Request 1 — In the film review, where do Maria and Matthew first meet?

Source passage —
- - - - -
1981-1990ComedyDramaHal HartleyUSA

Hal Hartley – Trust (1990)

Quote:
From the very beginning of Trust, Hal Hartley’s spellbinding second feature, snotty naïveté and cultured cynicism intertwine and dance in locked, hypnotic two-step. Just as teenaged Maria (Adrienne Shelly) tells her parents that she’s been knocked up by her high school’s alpha jock, leading her father to literally drop dead, Matthew (Martin Donovan) throws a tantrum of anti-technological philosophy in the repair division of a computer corporation where he works. While her idyllic future with quarterback Anthony comes crashing to the ground when he rejects her, Matthew remains stilted by his inability to cut ties with his abusive father (John MacKay). They meet-not-particularly-cute in an abandoned home and fall for each other in an odd, intriguingly deadpan way that underlines the unlikeliness of their union.
- - - - -
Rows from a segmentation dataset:
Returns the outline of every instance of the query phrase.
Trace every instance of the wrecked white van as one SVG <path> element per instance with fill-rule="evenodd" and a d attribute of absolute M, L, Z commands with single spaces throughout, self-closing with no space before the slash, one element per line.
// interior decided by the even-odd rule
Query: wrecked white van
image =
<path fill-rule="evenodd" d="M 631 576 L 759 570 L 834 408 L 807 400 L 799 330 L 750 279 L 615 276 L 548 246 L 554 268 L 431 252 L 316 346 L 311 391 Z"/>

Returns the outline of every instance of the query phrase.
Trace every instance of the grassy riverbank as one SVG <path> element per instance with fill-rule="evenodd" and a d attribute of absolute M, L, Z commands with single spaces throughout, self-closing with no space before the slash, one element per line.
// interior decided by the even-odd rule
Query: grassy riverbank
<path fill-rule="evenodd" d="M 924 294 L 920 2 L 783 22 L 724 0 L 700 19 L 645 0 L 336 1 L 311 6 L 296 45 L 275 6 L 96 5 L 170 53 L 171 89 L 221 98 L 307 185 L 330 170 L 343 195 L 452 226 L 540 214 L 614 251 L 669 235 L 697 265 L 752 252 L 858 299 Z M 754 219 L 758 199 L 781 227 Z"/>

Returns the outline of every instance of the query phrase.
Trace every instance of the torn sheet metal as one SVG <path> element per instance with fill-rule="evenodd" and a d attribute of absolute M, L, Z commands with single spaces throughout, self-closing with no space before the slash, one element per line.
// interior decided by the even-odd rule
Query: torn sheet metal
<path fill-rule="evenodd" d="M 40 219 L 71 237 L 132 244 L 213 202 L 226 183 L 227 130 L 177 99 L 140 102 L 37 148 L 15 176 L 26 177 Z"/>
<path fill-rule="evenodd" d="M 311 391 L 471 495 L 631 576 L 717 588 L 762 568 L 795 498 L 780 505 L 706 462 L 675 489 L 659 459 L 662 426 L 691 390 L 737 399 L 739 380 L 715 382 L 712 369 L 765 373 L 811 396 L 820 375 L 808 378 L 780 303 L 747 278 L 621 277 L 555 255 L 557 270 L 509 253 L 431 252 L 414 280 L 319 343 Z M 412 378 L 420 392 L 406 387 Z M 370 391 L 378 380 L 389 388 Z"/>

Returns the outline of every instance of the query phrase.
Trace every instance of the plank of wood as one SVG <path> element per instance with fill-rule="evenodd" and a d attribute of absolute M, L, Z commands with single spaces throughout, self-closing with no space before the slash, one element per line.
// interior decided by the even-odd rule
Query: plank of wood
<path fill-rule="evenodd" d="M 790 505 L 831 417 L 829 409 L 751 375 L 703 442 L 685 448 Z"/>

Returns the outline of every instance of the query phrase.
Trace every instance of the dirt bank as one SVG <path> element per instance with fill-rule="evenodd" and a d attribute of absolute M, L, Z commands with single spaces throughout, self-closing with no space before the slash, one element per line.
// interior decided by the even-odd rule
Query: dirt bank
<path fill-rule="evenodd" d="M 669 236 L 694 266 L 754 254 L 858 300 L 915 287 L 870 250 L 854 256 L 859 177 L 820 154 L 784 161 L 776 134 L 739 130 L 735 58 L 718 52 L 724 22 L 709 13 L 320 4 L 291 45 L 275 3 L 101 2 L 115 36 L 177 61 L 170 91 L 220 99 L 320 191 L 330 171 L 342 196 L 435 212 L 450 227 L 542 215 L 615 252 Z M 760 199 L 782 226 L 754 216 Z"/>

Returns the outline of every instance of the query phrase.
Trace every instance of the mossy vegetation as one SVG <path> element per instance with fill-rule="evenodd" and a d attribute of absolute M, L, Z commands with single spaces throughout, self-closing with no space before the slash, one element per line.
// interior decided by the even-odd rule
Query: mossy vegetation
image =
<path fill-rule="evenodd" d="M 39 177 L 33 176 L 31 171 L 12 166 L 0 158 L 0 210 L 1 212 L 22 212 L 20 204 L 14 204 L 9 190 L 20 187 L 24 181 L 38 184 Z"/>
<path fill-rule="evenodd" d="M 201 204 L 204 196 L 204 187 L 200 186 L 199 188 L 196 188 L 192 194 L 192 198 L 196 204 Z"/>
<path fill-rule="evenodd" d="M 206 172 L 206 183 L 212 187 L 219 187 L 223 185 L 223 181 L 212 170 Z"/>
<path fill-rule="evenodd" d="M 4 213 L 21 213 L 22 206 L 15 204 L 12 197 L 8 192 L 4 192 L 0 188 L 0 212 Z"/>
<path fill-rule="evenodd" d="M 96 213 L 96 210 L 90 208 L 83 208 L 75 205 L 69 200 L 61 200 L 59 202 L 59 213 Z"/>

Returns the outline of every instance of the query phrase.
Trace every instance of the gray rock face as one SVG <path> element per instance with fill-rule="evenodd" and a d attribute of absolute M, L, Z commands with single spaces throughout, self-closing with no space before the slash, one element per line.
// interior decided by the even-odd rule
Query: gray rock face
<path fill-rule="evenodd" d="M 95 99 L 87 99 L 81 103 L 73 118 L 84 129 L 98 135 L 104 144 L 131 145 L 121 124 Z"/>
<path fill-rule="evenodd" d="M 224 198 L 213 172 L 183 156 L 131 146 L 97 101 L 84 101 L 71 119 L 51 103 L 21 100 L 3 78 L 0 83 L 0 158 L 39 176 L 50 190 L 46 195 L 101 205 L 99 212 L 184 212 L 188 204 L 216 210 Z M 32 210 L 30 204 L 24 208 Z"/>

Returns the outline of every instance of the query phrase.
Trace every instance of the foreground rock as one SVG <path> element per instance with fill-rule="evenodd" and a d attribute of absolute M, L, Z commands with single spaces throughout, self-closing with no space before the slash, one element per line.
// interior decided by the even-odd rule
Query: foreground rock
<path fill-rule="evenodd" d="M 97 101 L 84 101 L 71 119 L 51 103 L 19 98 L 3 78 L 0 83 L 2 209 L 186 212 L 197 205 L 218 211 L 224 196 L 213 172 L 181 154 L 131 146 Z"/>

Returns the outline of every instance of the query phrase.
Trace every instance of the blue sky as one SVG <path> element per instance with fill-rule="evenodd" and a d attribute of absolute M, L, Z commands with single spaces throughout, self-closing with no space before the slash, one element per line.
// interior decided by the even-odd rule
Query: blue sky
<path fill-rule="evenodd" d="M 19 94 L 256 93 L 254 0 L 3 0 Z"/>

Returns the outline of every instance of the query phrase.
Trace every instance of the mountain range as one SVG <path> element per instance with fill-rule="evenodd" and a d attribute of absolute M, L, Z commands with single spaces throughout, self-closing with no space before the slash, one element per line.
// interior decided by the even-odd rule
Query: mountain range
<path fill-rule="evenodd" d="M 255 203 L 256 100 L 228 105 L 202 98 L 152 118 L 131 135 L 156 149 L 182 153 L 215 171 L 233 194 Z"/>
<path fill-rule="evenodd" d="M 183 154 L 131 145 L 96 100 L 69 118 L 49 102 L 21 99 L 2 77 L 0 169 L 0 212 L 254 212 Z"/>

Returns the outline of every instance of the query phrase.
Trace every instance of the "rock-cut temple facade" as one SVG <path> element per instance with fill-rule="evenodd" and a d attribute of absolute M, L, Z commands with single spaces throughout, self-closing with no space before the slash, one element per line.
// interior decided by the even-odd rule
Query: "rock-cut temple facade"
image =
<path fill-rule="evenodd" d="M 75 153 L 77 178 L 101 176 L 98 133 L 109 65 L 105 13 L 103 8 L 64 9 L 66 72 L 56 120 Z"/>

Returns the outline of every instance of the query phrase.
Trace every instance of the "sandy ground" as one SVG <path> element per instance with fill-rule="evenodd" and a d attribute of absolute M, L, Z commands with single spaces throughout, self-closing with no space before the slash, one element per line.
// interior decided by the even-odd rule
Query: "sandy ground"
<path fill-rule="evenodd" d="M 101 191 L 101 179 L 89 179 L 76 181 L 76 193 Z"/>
- - - - -
Request 2 — Arrange the lines of the records as a numbered list, starting with the first line of the records and ending with the line containing "924 294 L 920", both included. Omit blank lines.

Worked answer 1 — They meet in an abandoned home.

Worked answer 2 —
1. Returns the outline of every instance of the query phrase.
2. Trace every instance of the wrecked white van as one SVG <path> element per instance with fill-rule="evenodd" and a d attribute of absolute M, L, Z commands with single spaces throughout, self-closing with no space before the slash, one element per line.
3. // interior decided by the even-odd rule
4. Query: wrecked white van
5. image =
6. <path fill-rule="evenodd" d="M 631 576 L 759 570 L 834 408 L 807 400 L 799 330 L 750 279 L 615 276 L 548 246 L 554 268 L 431 252 L 316 346 L 311 391 Z"/>
7. Returns the outline of every instance of the query phrase.
8. Trace every instance of the grassy riverbank as one SVG <path> element per instance with fill-rule="evenodd" and a d attribute of absolute M, L, Z commands with single spaces throughout, self-closing with no space before the slash, one element per line.
9. // interior decided by the even-odd rule
10. Query: grassy riverbank
11. <path fill-rule="evenodd" d="M 924 294 L 920 2 L 783 22 L 724 0 L 700 19 L 645 0 L 336 1 L 311 6 L 296 45 L 275 6 L 96 5 L 170 53 L 171 89 L 221 98 L 307 185 L 330 170 L 343 195 L 452 226 L 540 214 L 614 251 L 669 235 L 697 265 L 752 252 L 858 299 Z M 754 219 L 758 199 L 781 227 Z"/>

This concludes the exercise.